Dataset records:
---
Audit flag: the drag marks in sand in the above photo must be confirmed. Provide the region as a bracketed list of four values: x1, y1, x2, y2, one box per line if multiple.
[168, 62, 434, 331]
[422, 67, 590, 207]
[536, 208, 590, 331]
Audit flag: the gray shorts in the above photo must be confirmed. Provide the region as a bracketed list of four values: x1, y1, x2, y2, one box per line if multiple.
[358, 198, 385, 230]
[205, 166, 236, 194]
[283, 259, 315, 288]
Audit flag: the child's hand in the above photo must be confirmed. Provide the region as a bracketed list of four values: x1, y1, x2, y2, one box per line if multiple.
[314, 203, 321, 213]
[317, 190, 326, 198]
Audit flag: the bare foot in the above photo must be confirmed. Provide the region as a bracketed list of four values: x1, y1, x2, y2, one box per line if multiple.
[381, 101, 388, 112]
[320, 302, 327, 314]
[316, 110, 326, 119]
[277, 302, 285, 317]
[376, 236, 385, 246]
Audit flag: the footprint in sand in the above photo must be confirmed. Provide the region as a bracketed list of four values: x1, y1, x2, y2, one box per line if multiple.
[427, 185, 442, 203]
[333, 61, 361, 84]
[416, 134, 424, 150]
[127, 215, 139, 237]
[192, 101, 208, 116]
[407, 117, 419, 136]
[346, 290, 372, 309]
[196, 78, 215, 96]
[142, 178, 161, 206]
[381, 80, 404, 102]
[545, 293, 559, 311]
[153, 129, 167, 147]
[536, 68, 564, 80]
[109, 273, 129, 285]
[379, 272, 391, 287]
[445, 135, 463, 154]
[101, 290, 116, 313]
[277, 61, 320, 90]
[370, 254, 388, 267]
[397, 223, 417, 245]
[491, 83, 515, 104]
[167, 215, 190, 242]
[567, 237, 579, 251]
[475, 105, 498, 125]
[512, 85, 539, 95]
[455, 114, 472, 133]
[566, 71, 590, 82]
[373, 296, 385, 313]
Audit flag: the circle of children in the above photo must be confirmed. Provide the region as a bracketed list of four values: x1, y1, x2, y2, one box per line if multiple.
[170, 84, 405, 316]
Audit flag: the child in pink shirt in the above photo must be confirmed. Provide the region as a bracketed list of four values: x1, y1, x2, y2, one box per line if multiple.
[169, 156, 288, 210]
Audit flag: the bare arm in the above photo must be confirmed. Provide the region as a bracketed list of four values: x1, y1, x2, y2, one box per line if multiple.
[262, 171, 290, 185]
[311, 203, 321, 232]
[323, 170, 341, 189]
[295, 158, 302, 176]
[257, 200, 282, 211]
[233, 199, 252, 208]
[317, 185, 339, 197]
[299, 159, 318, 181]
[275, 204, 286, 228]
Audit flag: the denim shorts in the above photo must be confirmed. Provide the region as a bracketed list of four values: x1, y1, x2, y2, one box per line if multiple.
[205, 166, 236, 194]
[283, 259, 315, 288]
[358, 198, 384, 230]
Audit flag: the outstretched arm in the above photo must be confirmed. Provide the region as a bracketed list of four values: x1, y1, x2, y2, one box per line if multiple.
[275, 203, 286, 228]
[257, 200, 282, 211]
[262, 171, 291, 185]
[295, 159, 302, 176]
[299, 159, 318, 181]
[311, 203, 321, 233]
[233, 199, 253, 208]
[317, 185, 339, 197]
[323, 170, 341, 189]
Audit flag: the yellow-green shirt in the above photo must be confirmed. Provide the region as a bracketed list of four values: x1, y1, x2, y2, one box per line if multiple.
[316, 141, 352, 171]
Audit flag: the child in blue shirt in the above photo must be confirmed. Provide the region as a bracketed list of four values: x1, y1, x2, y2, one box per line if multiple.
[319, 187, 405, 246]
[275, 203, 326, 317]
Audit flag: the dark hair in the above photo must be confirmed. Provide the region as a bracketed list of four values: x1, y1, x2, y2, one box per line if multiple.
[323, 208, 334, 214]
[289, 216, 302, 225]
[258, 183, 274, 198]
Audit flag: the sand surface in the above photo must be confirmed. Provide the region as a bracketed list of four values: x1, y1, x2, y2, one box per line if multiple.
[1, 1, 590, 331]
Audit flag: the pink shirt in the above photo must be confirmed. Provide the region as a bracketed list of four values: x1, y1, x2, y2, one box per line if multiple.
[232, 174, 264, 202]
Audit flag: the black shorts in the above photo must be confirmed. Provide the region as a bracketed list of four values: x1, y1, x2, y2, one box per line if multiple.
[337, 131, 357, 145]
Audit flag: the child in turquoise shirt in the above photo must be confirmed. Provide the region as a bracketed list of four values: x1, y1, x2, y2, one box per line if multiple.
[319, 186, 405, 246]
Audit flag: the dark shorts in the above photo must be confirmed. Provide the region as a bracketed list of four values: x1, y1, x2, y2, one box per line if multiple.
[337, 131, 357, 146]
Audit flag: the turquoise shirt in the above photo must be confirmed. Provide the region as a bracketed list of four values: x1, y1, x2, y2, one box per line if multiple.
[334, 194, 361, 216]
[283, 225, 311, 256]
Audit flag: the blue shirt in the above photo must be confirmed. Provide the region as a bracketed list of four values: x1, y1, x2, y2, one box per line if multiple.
---
■ Task prompt ■
The whole of the data above must be given again, unaltered and complete.

■ Output below ■
Audit flag: the drag marks in sand in the above photo must be confirmed. Provide the region as a bracketed list of four values: x1, y1, x2, y2, one box per line if multiple.
[168, 62, 434, 331]
[422, 67, 590, 207]
[536, 208, 590, 331]
Audit flag: the gray shorts in the above photo must be confirmed. Provide the region as a bracketed list of four values: x1, y1, x2, y2, one box per line if multiple.
[358, 198, 385, 230]
[205, 166, 236, 194]
[283, 259, 315, 288]
Audit flag: the child's hand in the above photo must be confirmed. Provide the region as a bracketed list of four values: x1, y1, x2, y2, one box per line if multiple.
[314, 203, 321, 213]
[317, 190, 326, 198]
Audit flag: the bare foot in the above photo must be confirmed. Provide the region as a bracketed list of four values: x1, y1, x2, y2, one box per line if multiple.
[381, 101, 388, 112]
[320, 302, 327, 314]
[316, 110, 326, 119]
[277, 302, 285, 317]
[376, 236, 385, 246]
Audit flag: the footprint in sand in the above photo must be confirmed. Provide the region as a bracketed list of four values: x1, y1, x2, y2, one box per line if multiple.
[427, 185, 442, 203]
[333, 61, 361, 84]
[416, 134, 424, 150]
[127, 215, 139, 237]
[192, 101, 208, 116]
[407, 117, 419, 136]
[346, 290, 372, 309]
[196, 78, 215, 96]
[142, 178, 161, 206]
[381, 80, 404, 102]
[545, 293, 559, 311]
[153, 129, 167, 147]
[536, 68, 564, 80]
[109, 273, 129, 285]
[379, 272, 391, 287]
[445, 135, 463, 154]
[101, 290, 116, 313]
[277, 61, 320, 90]
[370, 254, 388, 267]
[397, 223, 417, 245]
[491, 83, 515, 104]
[167, 215, 190, 242]
[567, 237, 579, 251]
[475, 105, 498, 125]
[512, 85, 539, 95]
[455, 114, 472, 133]
[566, 71, 590, 82]
[373, 296, 385, 313]
Audit flag: the circle of children in the above photo must be confirmed. Provide the region as a bracketed list of four values: x1, y1, x2, y2, one box per line if multiple.
[170, 84, 405, 316]
Audit flag: the child in pink shirt in the above photo must be confirmed. Provide the region as a bracketed list of four values: x1, y1, x2, y2, one box per line if multiple.
[169, 156, 288, 210]
Audit flag: the bare arm in the above photo must be confirmed. Provide the region as a bracketed list of four values: x1, y1, x2, y2, one box per line if multiple.
[262, 171, 290, 185]
[311, 203, 321, 232]
[323, 170, 341, 189]
[295, 158, 302, 176]
[257, 200, 282, 211]
[233, 199, 252, 208]
[317, 185, 339, 197]
[299, 159, 318, 181]
[275, 204, 286, 228]
Audit flag: the denim shorts in the above photo must be confirmed. Provide the region as a bracketed list of four values: x1, y1, x2, y2, one box per line if multiple.
[205, 166, 236, 194]
[283, 259, 315, 288]
[358, 198, 384, 230]
Audit flag: the outstretched arm in the above photo must be confirmed. Provide the region as a bracketed list of four values: x1, y1, x2, y2, one box per line if multiple.
[275, 203, 286, 228]
[257, 200, 282, 211]
[262, 171, 291, 185]
[295, 159, 302, 176]
[299, 159, 318, 181]
[311, 203, 321, 233]
[233, 199, 253, 208]
[317, 185, 339, 197]
[323, 170, 341, 189]
Audit flag: the yellow-green shirt in the above photo must be confirmed. Provide the region as a bracketed list of four values: x1, y1, x2, y2, one box per line if multiple.
[316, 141, 352, 171]
Audit flag: the child in blue shirt in the above photo must be confirmed. Provide the region as a bracketed list of four values: x1, y1, x2, y2, one box per line if multiple.
[319, 187, 405, 246]
[275, 203, 326, 317]
Audit flag: the dark hair in the above photo must be confirmed. Provide the region as a bracketed list of four values: x1, y1, x2, y2, one box per line if multiple.
[323, 208, 334, 214]
[289, 216, 302, 225]
[258, 183, 274, 198]
Audit flag: the sand surface in the above photo must be confirmed. Provide the region as a bracketed list of four values: x1, y1, x2, y2, one box per line if multiple.
[1, 1, 590, 331]
Audit flag: the pink shirt in the above photo must be confirmed. Provide the region as a bracketed list of four values: x1, y1, x2, y2, one box per line if multiple.
[232, 174, 264, 202]
Audit flag: the black shorts in the above photo must be confirmed. Provide the region as a bracketed list of four values: x1, y1, x2, y2, one box per line if multiple.
[337, 131, 357, 145]
Audit flag: the child in turquoise shirt in the above photo must be confirmed. Provide the region as a bracketed list of four values: x1, y1, x2, y2, one box per line if multiple.
[319, 186, 405, 246]
Audit flag: the dark shorts in the above photo must be confirmed. Provide the region as a bracketed list of four values: x1, y1, x2, y2, one box per line if multiple.
[337, 131, 357, 146]
Audit flag: the turquoise shirt in the above photo must be confirmed. Provide the region as a bracketed list of four values: x1, y1, x2, y2, one box per line if multiple.
[334, 194, 361, 216]
[283, 225, 311, 256]
Audit flag: the blue shirt in the above photo must be confirmed. Provide the region as a bracketed list of four values: x1, y1, x2, y2, one box per line if multiple.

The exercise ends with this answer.